Records for this task below:

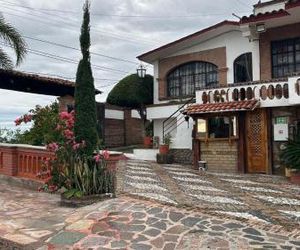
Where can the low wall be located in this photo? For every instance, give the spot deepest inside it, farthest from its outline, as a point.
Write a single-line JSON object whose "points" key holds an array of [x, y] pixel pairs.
{"points": [[22, 160], [220, 155]]}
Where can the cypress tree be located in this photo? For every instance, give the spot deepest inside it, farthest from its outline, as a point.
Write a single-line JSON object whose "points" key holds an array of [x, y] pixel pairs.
{"points": [[85, 105]]}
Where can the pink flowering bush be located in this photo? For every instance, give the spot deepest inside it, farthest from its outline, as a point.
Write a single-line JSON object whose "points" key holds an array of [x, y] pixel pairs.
{"points": [[71, 169]]}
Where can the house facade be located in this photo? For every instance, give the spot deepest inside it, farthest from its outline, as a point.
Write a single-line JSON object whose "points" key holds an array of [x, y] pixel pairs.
{"points": [[230, 94]]}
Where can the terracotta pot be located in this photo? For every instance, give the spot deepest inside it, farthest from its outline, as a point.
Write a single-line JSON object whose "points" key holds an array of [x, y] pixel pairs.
{"points": [[295, 178], [164, 149], [147, 142]]}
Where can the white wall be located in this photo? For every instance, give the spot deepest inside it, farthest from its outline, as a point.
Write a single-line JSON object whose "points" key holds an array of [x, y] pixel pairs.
{"points": [[235, 45], [269, 8], [114, 114], [181, 136]]}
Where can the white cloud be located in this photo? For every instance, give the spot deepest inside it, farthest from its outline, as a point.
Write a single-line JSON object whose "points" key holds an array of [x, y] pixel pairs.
{"points": [[111, 35]]}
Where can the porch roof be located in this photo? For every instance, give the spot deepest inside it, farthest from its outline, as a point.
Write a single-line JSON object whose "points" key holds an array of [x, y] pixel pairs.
{"points": [[246, 105]]}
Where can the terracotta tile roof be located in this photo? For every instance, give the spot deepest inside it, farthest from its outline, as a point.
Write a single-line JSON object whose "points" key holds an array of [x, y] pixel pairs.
{"points": [[246, 105], [263, 16]]}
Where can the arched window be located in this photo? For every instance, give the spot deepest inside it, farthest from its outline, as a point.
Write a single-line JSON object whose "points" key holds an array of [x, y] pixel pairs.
{"points": [[243, 68], [183, 80]]}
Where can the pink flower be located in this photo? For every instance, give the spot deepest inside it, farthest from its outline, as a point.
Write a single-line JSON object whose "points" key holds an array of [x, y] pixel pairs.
{"points": [[97, 158], [105, 154], [69, 134], [76, 146], [18, 121], [53, 147], [64, 115]]}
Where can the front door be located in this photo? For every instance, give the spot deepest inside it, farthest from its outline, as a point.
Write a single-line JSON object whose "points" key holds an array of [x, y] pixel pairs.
{"points": [[257, 141]]}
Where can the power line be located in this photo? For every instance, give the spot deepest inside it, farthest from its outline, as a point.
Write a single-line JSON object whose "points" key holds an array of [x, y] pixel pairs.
{"points": [[121, 16], [69, 47], [65, 59]]}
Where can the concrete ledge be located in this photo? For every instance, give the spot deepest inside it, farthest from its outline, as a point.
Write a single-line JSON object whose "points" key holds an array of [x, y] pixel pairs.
{"points": [[145, 154], [21, 182]]}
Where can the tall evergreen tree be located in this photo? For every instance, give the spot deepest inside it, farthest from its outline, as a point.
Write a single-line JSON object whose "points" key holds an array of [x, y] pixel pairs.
{"points": [[85, 105]]}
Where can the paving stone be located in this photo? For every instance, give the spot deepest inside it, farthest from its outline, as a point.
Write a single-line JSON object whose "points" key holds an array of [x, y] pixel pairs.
{"points": [[152, 232], [178, 229], [233, 225], [160, 225], [138, 215], [169, 246], [217, 228], [67, 238], [158, 242], [141, 246], [174, 216], [140, 238], [252, 231], [119, 244], [190, 221], [154, 210], [253, 237]]}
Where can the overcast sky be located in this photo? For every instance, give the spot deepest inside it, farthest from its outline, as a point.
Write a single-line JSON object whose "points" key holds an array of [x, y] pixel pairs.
{"points": [[121, 29]]}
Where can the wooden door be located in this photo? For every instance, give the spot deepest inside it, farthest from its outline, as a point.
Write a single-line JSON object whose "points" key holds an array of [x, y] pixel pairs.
{"points": [[256, 140]]}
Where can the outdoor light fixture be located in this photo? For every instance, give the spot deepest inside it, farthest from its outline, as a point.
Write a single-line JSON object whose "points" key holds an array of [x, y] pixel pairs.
{"points": [[141, 71], [260, 28]]}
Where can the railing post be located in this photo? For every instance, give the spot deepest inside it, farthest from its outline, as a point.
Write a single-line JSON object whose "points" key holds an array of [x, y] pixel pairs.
{"points": [[9, 161]]}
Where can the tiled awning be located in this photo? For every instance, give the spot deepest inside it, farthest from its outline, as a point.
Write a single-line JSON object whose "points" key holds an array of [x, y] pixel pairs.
{"points": [[234, 106]]}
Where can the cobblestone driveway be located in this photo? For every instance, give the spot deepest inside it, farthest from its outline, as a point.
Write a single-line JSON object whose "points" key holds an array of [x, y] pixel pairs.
{"points": [[194, 211]]}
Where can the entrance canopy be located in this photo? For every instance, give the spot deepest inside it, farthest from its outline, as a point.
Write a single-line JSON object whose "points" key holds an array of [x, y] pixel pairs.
{"points": [[246, 105], [32, 83]]}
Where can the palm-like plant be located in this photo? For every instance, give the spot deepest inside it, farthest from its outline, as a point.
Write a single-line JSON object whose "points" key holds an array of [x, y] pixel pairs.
{"points": [[9, 35], [290, 156]]}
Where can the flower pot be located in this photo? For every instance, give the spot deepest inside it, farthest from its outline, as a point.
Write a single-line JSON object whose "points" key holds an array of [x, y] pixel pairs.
{"points": [[147, 142], [164, 149]]}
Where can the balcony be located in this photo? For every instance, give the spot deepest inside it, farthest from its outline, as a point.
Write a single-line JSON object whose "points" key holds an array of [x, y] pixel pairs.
{"points": [[270, 94]]}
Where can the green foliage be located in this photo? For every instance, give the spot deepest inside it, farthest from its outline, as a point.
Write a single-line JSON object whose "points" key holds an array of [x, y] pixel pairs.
{"points": [[43, 131], [132, 92], [290, 156], [167, 139], [85, 105], [13, 38], [82, 175]]}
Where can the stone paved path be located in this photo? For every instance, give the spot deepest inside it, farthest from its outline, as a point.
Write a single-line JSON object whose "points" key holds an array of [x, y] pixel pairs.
{"points": [[176, 208]]}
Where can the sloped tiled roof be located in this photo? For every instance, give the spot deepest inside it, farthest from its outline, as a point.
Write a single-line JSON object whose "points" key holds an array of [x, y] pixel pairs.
{"points": [[207, 108], [263, 16]]}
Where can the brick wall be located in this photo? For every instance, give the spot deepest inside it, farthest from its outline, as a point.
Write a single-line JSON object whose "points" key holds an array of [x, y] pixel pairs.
{"points": [[221, 156], [183, 156], [216, 56], [280, 33]]}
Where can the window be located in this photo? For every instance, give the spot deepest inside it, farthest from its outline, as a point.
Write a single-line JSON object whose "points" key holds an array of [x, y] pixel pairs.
{"points": [[183, 80], [285, 57], [217, 127], [243, 68]]}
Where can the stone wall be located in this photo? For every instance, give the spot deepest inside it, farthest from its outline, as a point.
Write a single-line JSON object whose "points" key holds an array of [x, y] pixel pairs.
{"points": [[221, 156], [182, 156], [280, 33]]}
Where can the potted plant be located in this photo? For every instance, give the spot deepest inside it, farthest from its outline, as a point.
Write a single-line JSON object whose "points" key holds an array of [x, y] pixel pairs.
{"points": [[148, 136], [164, 148], [290, 157]]}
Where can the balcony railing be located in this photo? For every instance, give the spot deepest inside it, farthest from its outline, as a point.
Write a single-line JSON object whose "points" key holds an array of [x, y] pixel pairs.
{"points": [[270, 94]]}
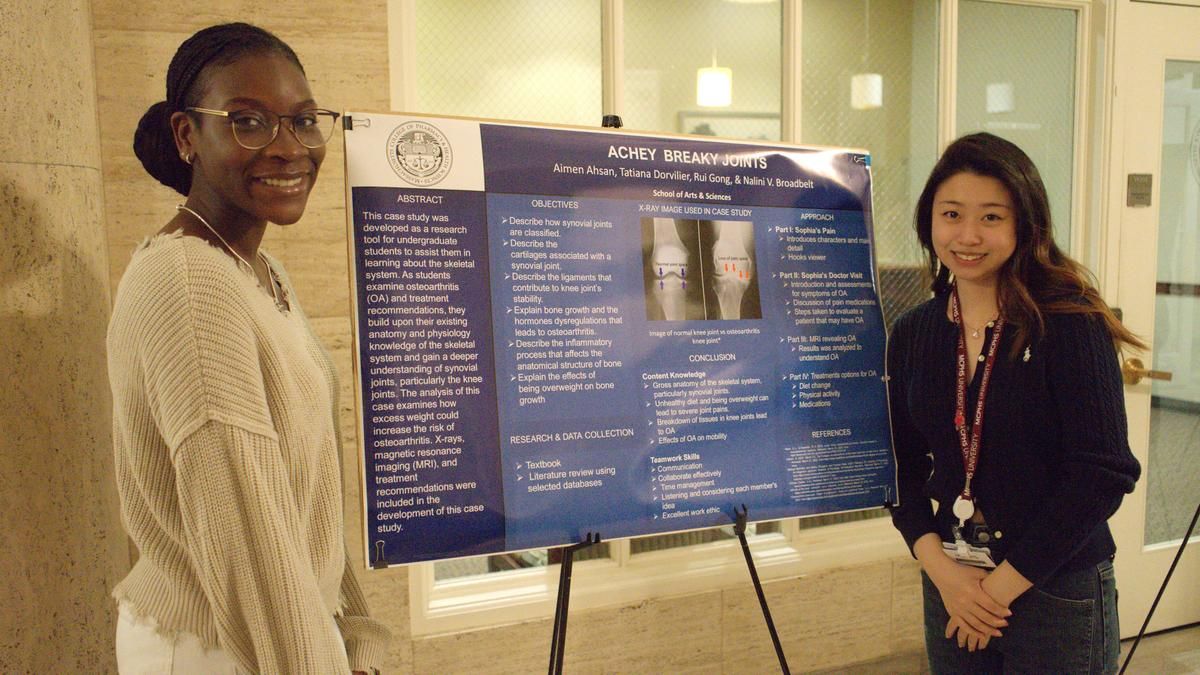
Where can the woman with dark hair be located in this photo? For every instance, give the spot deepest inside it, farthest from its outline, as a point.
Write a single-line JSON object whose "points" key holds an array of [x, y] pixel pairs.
{"points": [[225, 404], [1007, 410]]}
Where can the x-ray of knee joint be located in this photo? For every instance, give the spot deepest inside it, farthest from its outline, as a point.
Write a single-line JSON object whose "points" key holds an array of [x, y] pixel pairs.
{"points": [[699, 269]]}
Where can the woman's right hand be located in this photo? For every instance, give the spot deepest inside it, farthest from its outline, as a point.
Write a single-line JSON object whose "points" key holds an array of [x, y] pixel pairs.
{"points": [[961, 590]]}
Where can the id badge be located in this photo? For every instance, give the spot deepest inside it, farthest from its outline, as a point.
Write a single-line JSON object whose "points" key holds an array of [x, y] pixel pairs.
{"points": [[966, 554]]}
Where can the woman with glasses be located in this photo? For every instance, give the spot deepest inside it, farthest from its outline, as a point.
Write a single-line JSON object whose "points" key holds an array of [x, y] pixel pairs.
{"points": [[225, 404]]}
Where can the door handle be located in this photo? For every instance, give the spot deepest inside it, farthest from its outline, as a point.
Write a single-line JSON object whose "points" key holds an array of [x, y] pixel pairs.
{"points": [[1133, 370]]}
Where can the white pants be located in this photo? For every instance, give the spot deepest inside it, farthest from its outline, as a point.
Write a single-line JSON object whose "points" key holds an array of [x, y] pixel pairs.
{"points": [[143, 650]]}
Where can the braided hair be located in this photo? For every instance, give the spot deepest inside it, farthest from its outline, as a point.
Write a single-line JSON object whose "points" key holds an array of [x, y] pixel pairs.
{"points": [[154, 142]]}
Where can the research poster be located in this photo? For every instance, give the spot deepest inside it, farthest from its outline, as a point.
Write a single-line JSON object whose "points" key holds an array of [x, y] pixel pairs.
{"points": [[562, 330]]}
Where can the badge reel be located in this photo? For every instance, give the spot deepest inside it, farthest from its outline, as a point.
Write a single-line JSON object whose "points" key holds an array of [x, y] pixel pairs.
{"points": [[960, 550]]}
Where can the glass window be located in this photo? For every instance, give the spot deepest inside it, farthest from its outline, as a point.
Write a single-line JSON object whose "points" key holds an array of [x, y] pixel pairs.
{"points": [[870, 81], [1017, 79]]}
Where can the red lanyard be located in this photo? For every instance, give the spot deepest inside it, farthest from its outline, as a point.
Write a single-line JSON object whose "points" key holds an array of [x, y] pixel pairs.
{"points": [[970, 447]]}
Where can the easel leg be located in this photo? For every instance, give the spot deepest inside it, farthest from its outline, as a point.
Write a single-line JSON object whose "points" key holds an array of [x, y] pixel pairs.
{"points": [[558, 635], [741, 529]]}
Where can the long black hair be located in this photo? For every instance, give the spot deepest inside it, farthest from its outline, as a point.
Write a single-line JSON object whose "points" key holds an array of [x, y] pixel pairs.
{"points": [[1039, 278], [154, 142]]}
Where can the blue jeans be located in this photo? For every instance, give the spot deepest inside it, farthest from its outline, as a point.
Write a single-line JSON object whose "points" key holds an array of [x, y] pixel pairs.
{"points": [[1068, 625]]}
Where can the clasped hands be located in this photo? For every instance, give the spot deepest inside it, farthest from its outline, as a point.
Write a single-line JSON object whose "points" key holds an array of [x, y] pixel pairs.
{"points": [[976, 599]]}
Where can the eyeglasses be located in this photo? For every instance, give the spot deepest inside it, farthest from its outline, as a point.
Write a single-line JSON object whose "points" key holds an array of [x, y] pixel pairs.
{"points": [[255, 130]]}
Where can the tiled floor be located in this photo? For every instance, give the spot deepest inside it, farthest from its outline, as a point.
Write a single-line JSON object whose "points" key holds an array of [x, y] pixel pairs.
{"points": [[1173, 479], [1165, 653], [1171, 652]]}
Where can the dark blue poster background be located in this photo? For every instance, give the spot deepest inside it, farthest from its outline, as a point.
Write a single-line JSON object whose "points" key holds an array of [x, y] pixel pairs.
{"points": [[618, 334]]}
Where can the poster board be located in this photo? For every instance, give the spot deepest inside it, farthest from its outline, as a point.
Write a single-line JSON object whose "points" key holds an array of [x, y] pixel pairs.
{"points": [[562, 330]]}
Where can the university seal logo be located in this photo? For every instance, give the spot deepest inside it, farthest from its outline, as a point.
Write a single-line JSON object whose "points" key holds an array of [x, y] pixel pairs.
{"points": [[419, 153]]}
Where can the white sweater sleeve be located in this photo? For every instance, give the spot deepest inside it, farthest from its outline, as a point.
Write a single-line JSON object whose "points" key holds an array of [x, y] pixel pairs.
{"points": [[239, 518]]}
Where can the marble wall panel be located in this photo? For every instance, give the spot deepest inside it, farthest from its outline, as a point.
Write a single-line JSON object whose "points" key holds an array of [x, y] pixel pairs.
{"points": [[48, 114], [63, 547]]}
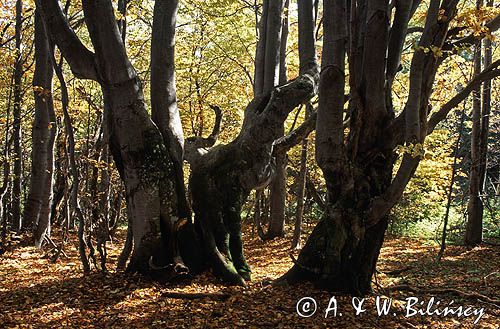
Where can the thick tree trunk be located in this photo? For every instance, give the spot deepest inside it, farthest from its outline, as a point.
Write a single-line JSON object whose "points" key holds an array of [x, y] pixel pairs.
{"points": [[277, 188], [474, 227], [42, 82], [16, 131], [223, 177], [342, 251], [37, 208], [165, 112], [301, 191]]}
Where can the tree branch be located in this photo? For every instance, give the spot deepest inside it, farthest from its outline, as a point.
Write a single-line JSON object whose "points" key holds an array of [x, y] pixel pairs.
{"points": [[285, 143], [80, 59], [488, 73]]}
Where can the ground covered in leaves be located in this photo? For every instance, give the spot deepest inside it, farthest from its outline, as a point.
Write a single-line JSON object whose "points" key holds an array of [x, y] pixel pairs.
{"points": [[34, 292]]}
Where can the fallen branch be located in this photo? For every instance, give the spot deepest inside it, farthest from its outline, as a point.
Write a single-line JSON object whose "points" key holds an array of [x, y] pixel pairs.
{"points": [[457, 292], [182, 295], [398, 271]]}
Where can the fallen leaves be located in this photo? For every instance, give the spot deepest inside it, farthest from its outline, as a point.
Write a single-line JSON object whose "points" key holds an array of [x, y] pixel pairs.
{"points": [[37, 293]]}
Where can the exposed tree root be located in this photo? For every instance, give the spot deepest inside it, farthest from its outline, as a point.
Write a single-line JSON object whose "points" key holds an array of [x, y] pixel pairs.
{"points": [[180, 295], [457, 292]]}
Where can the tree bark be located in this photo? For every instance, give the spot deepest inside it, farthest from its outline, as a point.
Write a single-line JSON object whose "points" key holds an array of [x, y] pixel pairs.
{"points": [[342, 251], [301, 191], [165, 112], [135, 141], [42, 82], [277, 188], [37, 208], [474, 227], [16, 131]]}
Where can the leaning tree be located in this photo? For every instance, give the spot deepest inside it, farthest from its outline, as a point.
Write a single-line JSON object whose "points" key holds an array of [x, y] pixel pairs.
{"points": [[357, 158]]}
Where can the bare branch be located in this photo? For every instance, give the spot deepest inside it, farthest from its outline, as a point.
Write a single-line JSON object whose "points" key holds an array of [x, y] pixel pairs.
{"points": [[489, 73], [80, 59]]}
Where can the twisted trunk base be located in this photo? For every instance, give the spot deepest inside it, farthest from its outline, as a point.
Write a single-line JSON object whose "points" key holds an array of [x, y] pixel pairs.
{"points": [[339, 256]]}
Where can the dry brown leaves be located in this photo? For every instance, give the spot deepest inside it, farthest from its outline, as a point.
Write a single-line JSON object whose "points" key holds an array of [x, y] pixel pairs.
{"points": [[34, 293]]}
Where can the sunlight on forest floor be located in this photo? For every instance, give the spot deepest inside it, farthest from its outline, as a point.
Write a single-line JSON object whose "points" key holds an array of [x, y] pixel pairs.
{"points": [[36, 293]]}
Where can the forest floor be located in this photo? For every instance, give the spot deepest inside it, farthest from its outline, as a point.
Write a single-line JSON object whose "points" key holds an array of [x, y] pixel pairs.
{"points": [[36, 293]]}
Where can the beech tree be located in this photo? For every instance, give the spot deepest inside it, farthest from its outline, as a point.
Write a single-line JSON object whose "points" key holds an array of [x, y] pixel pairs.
{"points": [[16, 130], [356, 142], [358, 163], [37, 207]]}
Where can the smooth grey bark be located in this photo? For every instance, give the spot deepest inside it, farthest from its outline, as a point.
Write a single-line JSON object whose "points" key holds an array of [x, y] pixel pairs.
{"points": [[260, 50], [37, 207], [306, 21], [450, 188], [486, 111], [273, 42], [474, 227], [16, 131], [277, 188], [223, 177], [165, 112], [42, 82], [74, 202], [135, 142], [301, 191], [479, 140], [342, 251]]}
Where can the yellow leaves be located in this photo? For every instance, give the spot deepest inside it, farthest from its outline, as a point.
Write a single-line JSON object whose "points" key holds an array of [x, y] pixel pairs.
{"points": [[415, 150], [474, 20], [435, 50], [42, 92]]}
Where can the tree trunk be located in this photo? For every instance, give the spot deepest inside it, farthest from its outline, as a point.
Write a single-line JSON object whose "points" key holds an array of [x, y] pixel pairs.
{"points": [[223, 177], [301, 191], [342, 251], [16, 131], [165, 112], [277, 188], [37, 208], [474, 228]]}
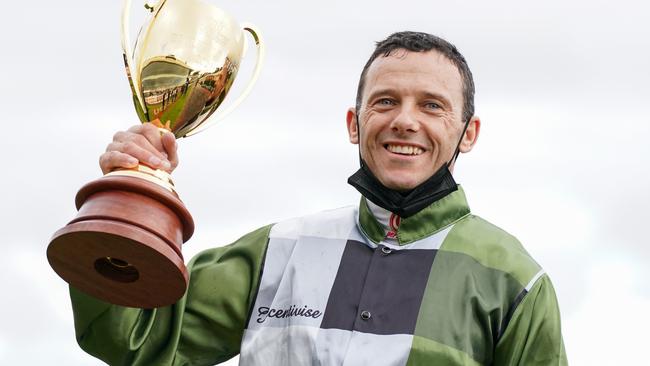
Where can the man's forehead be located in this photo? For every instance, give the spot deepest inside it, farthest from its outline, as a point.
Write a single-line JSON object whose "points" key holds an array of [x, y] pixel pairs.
{"points": [[401, 60], [431, 71]]}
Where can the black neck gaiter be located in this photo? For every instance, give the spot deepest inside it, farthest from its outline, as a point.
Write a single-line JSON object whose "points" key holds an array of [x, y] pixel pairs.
{"points": [[404, 204]]}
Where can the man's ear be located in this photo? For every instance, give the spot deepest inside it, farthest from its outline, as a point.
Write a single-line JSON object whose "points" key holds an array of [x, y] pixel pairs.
{"points": [[471, 135], [353, 128]]}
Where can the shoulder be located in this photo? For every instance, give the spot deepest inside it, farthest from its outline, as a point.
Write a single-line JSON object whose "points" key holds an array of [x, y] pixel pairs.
{"points": [[332, 224], [492, 247]]}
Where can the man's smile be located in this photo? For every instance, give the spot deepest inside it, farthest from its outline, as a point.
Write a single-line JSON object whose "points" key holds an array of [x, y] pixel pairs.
{"points": [[403, 149]]}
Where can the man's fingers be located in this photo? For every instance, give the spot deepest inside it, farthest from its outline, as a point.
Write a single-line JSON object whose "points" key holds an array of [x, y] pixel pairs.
{"points": [[171, 147], [154, 159], [142, 143], [112, 160], [137, 139], [152, 135]]}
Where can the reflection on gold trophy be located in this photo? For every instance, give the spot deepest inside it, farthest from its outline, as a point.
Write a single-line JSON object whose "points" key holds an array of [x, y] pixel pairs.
{"points": [[124, 245]]}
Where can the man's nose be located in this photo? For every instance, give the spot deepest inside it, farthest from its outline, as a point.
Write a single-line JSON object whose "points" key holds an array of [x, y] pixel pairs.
{"points": [[406, 120]]}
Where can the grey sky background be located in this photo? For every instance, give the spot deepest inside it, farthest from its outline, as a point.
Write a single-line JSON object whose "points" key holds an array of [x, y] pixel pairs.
{"points": [[561, 163]]}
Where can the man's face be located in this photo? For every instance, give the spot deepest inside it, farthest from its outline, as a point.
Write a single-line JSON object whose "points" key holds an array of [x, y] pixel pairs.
{"points": [[410, 118]]}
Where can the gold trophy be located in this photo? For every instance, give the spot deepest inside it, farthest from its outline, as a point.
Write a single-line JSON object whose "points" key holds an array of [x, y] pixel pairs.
{"points": [[124, 245]]}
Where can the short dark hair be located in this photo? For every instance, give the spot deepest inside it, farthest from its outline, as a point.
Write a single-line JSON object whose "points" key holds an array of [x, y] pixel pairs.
{"points": [[423, 42]]}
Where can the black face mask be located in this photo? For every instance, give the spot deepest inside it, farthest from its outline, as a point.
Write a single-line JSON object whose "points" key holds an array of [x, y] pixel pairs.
{"points": [[404, 204]]}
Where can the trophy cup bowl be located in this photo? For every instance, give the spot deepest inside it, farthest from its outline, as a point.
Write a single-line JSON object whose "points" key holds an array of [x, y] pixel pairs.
{"points": [[124, 245]]}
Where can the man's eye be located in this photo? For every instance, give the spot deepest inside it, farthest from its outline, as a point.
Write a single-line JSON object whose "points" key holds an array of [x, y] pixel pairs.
{"points": [[432, 105]]}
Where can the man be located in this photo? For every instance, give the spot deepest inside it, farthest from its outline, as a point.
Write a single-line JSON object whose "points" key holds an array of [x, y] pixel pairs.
{"points": [[409, 277]]}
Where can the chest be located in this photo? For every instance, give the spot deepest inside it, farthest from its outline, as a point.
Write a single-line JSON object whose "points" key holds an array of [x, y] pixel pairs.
{"points": [[333, 301]]}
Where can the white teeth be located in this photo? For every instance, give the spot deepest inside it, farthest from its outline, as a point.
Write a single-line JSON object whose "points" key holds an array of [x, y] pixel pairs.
{"points": [[406, 150]]}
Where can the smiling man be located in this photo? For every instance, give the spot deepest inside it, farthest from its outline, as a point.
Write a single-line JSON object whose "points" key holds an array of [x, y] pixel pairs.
{"points": [[407, 277]]}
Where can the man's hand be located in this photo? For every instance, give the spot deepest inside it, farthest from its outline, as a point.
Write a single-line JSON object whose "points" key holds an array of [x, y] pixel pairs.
{"points": [[142, 144]]}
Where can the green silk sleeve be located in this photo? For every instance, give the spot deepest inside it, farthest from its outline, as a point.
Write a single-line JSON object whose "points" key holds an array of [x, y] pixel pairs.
{"points": [[203, 328], [533, 336]]}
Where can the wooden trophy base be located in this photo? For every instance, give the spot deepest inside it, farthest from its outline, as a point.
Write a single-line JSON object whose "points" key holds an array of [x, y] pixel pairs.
{"points": [[124, 245]]}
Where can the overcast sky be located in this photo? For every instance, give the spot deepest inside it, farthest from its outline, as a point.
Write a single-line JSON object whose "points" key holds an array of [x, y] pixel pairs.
{"points": [[562, 160]]}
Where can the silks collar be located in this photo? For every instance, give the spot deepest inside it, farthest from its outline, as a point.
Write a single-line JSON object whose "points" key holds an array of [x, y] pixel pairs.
{"points": [[440, 184], [428, 221]]}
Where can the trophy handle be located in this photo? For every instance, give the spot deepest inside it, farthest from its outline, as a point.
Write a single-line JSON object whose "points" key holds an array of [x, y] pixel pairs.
{"points": [[261, 52], [127, 52]]}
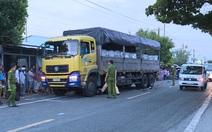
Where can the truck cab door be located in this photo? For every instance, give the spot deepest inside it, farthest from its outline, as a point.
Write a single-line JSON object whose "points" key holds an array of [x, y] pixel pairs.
{"points": [[88, 56]]}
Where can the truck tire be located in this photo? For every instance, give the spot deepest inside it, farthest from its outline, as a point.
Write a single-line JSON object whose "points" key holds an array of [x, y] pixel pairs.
{"points": [[90, 89], [151, 80], [144, 83], [59, 92], [203, 88]]}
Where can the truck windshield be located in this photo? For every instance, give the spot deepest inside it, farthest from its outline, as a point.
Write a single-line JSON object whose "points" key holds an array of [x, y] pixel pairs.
{"points": [[208, 67], [197, 70], [61, 48]]}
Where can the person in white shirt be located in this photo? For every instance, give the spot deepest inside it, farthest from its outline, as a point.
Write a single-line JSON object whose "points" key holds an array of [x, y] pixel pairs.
{"points": [[17, 77]]}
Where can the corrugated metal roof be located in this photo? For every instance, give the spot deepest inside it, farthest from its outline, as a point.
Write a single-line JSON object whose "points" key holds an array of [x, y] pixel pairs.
{"points": [[34, 40]]}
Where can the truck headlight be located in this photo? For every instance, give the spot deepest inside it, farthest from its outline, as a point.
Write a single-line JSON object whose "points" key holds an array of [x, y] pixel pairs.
{"points": [[73, 78], [43, 78], [201, 79]]}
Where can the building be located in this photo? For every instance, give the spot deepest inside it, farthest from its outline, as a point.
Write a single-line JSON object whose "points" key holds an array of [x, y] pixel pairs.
{"points": [[28, 53]]}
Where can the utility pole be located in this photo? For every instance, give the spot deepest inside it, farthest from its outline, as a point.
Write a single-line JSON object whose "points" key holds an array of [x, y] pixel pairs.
{"points": [[158, 31], [193, 55], [164, 30]]}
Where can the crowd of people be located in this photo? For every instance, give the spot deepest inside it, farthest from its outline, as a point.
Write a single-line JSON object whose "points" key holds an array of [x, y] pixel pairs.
{"points": [[20, 81]]}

End of Records for this task.

§ **What is needed**
Where the listing above has a line with "Where can the truck headlight", start there, and output every line exactly through the line with "Where can the crowd", which is also included.

§ **Exercise output**
Where can the truck headlight be located in this photo? For every instance, give the spot deepest inside it, farthest from its outline, as a point.
Write a single-line JSON object whose "points" key holds an array of [x, y] pixel pairs.
{"points": [[73, 78], [43, 78], [201, 79]]}
Where can the building be located in this photo? For every instance, give the spot deepest inside it, farthest from its outline, as a point.
Write a single-line JSON object whose "points" key holds an array of [x, y] pixel pairs.
{"points": [[28, 53]]}
Where can the utility pole be located in this photo? For every instance, give the spot deepest inside it, farthest from its outline, as a point.
Write a single-line JSON object whose "points" key holds an array of [x, y] pixel pairs.
{"points": [[158, 31], [193, 55], [164, 30]]}
Where can the crowd of people be located in this photo? For every instance, give the spot deepest inside it, farthest from its outline, as a point.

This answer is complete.